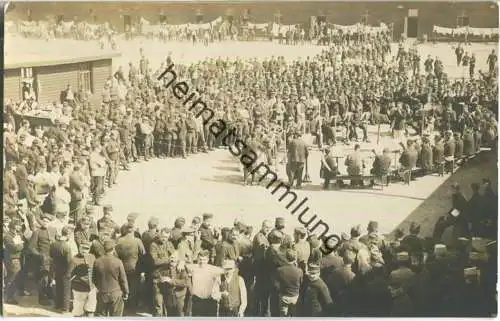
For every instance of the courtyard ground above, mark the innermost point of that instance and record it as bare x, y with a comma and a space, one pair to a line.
169, 188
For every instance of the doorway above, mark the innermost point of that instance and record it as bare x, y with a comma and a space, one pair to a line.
127, 22
412, 27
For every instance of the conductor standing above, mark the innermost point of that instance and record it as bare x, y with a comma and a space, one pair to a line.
297, 156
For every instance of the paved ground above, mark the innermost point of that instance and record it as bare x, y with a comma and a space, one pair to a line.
212, 182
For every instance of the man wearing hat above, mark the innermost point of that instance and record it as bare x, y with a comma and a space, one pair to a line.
174, 283
315, 299
203, 276
302, 247
76, 190
230, 292
60, 253
287, 282
82, 285
228, 248
110, 280
279, 225
129, 249
297, 156
260, 246
39, 245
158, 257
13, 254
208, 235
189, 246
106, 222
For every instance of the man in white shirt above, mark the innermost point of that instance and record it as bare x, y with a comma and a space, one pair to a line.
230, 292
203, 277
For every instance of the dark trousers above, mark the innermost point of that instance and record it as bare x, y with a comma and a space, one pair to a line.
14, 279
262, 297
109, 304
203, 307
295, 172
133, 285
62, 291
228, 312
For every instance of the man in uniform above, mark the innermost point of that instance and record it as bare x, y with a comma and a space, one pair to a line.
230, 292
175, 283
297, 156
13, 254
302, 248
260, 246
315, 298
83, 288
39, 245
129, 249
109, 277
160, 252
60, 253
208, 235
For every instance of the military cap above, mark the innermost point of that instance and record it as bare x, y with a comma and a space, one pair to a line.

◇ ◇ ◇

● **Task directions**: Using the material above, reproduce exactly the line that contains "For every instance of the doorway" and all lines after it through the last one, and only those.

● **Full response**:
For every instance of the doorway above, mark the innermost point of that instance and record it as bare x, y with a comma and a space, one pair to a line.
127, 22
412, 27
For every instance of the conductor standing above, mark the innermost point of that instance and record it as bare x, y with a comma and a space, one pair to a line.
297, 156
For every instance of the paved ground above, mark the innermost point of that instance and record it as bare x, y with a comma and a space, one pair to a line.
212, 182
For every instance of the man wearing hat above, mark the innermost point of that instance and record it as bare x, y with a comma and a space, one pair to a line.
174, 283
315, 299
203, 276
302, 247
76, 190
230, 292
60, 253
287, 282
82, 285
228, 248
110, 280
279, 225
129, 249
297, 156
260, 246
39, 245
158, 257
13, 254
208, 235
189, 246
106, 222
For every instance of the man in white shirt above, mark the innermost point of that instance and record it as bare x, y with a comma and a space, one pair to a line.
230, 292
203, 277
For every instance of the dark trousers above, mark the innermost point of that instance and record it as bare x, y with a comma and a space, one pair to a line.
14, 279
262, 297
109, 304
203, 307
295, 172
133, 285
62, 291
228, 312
For every instance of the man in uniform above, mark the innermost point of that instance and record it as bare x, y with a comma and a space, one pair to a line.
230, 292
175, 283
297, 156
13, 254
302, 248
260, 246
315, 298
83, 288
39, 245
129, 249
109, 277
160, 252
60, 253
208, 235
For every instance of the military cap above, mark the innermost point of that instance and record it as bare x, y with a comma and a space, one pair to a line.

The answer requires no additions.